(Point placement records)
* * * * *
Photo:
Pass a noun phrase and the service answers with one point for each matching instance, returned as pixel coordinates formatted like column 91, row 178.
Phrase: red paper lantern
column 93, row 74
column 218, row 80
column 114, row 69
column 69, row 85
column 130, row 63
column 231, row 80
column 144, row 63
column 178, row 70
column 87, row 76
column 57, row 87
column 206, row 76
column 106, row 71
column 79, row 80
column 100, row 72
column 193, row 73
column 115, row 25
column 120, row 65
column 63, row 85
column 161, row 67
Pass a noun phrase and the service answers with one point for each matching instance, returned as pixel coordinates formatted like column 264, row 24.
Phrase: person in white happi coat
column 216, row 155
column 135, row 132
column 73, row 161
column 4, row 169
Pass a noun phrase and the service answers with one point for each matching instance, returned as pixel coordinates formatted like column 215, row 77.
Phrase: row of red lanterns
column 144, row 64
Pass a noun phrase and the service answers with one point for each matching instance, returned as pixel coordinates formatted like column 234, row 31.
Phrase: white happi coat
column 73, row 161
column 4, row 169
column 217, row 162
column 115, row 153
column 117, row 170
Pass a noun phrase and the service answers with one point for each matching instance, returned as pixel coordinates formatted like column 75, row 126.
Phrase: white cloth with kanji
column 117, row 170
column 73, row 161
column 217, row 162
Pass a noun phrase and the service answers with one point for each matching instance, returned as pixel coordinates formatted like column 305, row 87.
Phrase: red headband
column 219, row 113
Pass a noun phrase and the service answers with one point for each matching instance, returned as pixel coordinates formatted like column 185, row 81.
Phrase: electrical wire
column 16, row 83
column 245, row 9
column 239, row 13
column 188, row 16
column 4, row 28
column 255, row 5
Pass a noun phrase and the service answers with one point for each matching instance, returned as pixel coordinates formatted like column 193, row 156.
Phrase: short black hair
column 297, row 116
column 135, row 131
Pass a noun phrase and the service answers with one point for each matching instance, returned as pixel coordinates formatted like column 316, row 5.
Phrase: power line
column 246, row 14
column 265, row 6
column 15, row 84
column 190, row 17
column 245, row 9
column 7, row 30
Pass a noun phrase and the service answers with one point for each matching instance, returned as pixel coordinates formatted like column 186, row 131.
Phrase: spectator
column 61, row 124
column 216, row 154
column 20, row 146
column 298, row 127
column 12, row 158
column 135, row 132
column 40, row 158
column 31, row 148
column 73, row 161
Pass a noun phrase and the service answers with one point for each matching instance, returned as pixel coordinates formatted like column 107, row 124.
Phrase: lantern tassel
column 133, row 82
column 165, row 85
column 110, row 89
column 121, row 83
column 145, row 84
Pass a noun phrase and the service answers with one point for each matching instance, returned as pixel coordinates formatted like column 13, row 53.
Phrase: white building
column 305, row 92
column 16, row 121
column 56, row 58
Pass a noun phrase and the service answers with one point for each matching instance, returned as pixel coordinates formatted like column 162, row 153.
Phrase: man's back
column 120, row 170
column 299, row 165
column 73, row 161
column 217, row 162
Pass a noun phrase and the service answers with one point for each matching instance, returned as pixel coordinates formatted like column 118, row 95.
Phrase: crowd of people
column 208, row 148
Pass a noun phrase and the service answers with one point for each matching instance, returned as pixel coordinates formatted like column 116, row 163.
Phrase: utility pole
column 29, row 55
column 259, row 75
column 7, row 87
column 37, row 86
* * * * *
- [Short task]
Reproduce the part of the records that opens with the line containing "13, row 53." and runs through the end of the records, copying every line word for word and including both ends.

- [Solution below]
Pass a noun phrase and the service answers with one point for each matching instance, returned as pixel coordinates formatted like column 13, row 53.
Phrase: white building
column 305, row 92
column 16, row 121
column 56, row 58
Pass a noun phrase and the service answers with one point for each matching instance, returned as pixel coordinates formatted like column 162, row 153.
Phrase: man's back
column 120, row 170
column 299, row 165
column 73, row 161
column 217, row 162
Pass a noun phrase and the service answers with one point for each matching instance, returned as pixel coordinates formatted like column 118, row 95.
Phrase: crowd of people
column 208, row 148
Pass a noun phrase and the service answers with one point for each matching instance, returned as pixel coordinates formatted like column 116, row 163.
Phrase: utility pole
column 29, row 55
column 259, row 75
column 7, row 87
column 37, row 86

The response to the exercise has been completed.